(Quoted passage Opens)
Our estate planning tools have been developed and refined over the course of centuries, but that does not mean there is nothing new to consider. In fact, even a carefully considered, well-drafted estate plan should be reviewed from time to time, even if you’re not sure your position has changed.
When done right, every estate plan is crafted individually to meet the specific goals of the person or family it is written for. Whenever a major event takes place — a marriage, the birth of a child, a divorce, the loss of a family member, or major financial event — you should have it rolled into your plan.
Changes in the law could also impact your estate plan, by raising new issues or by changing the effects of your existing documents. Unfortunately, the change in the law doesn’t have to be all that new for it to surprise people. The 1996 Health Insurance Portability & Accountability Act is one example of a law whose impact took many medical professionals and estate planners off guard.
The main purpose of HIPAA is to protect the privacy of patients’ health information. HIPAA’s Privacy Rule explicitly limits who can look at your medical records. Your medical data is protected regardless of whether it comes in the form of written notes or prescriptions, electronic health records or a doctor’s verbal instructions, and it cannot be released except under specific circumstances.
How does HIPAA affect estate planning?
The full implications of HIPAA were not immediately clear at first. Doctors and hospitals were concerned that HIPAA required them to deny access to patients’ immediate family members, and even their designated patient advocates, personal representatives and guardians.
A designated patient advocate is what Michigan law calls the person you choose to make healthcare decisions on your behalf should you become unable to do so yourself. (Other states use terms like healthcare proxy, medical power of attorney or living will.) A personal representative is our term for the executor of a will or the administrator of an estate. In Michigan, a guardian is someone who is granted the right to make financial and other decisions on another’s behalf, including decisions about healthcare. A guardian can have those rights over a minor child or an adult with a disabling condition that keeps them from being able to make those decisions on their own.
(Quoted passage Closes)
* _Problem A_: List every major event that the passage on estate planning and HIPAA says should be rolled into an estate plan.
* _Problem B_: From the passage on estate planning and HIPAA, copy the text between "Changes in the" and "affect estate planning?", inclusive.
(Supplied data Opens)
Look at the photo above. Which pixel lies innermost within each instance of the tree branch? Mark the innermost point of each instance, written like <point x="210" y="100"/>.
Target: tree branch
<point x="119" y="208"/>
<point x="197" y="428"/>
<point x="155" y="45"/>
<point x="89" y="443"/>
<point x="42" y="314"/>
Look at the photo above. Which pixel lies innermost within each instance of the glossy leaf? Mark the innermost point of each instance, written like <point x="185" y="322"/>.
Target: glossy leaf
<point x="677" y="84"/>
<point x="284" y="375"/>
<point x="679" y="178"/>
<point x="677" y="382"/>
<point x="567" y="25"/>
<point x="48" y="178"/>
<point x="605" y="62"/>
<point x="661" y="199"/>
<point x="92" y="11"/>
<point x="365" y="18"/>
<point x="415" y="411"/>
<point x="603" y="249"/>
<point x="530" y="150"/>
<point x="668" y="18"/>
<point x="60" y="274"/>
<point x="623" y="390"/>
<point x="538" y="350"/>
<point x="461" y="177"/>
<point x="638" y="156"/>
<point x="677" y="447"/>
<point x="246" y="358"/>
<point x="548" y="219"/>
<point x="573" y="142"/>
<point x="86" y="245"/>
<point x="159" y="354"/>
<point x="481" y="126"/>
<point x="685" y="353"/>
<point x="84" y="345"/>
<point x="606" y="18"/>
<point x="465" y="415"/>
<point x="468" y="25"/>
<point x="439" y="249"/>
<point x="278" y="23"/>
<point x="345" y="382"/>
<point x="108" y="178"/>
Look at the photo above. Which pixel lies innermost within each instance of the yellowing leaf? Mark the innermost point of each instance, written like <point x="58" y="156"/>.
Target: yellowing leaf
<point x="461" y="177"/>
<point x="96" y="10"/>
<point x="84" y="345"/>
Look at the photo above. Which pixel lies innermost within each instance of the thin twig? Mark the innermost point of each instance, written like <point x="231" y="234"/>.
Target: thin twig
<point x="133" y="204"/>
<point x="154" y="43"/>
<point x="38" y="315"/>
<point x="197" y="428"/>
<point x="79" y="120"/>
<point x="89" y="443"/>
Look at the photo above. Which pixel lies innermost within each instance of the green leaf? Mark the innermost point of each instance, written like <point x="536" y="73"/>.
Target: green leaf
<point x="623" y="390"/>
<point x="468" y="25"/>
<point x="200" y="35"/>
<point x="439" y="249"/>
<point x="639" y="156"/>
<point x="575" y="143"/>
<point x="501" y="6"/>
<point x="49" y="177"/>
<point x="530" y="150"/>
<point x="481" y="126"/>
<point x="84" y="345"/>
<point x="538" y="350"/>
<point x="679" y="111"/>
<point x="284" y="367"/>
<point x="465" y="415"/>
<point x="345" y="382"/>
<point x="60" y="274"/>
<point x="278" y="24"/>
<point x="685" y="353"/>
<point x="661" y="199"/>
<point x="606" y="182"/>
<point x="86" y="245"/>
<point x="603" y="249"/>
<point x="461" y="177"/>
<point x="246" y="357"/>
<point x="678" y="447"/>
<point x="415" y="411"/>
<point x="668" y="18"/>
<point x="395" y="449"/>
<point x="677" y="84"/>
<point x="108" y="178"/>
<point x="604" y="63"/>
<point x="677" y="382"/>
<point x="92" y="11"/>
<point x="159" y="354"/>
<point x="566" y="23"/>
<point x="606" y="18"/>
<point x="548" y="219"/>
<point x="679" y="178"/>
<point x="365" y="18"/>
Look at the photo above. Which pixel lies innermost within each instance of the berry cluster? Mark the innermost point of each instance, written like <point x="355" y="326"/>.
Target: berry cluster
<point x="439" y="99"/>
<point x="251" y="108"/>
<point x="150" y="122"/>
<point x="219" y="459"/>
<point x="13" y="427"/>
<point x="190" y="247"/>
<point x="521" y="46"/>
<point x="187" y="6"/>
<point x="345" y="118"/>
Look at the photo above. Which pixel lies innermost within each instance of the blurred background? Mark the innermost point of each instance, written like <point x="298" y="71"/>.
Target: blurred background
(Supplied data Closes)
* _Your solution A_:
a marriage
the birth of a child
a divorce
the loss of a family member
major financial event

* _Your solution B_:
Changes in the law could also impact your estate plan, by raising new issues or by changing the effects of your existing documents. Unfortunately, the change in the law doesn’t have to be all that new for it to surprise people. The 1996 Health Insurance Portability & Accountability Act is one example of a law whose impact took many medical professionals and estate planners off guard.
The main purpose of HIPAA is to protect the privacy of patients’ health information. HIPAA’s Privacy Rule explicitly limits who can look at your medical records. Your medical data is protected regardless of whether it comes in the form of written notes or prescriptions, electronic health records or a doctor’s verbal instructions, and it cannot be released except under specific circumstances.
How does HIPAA affect estate planning?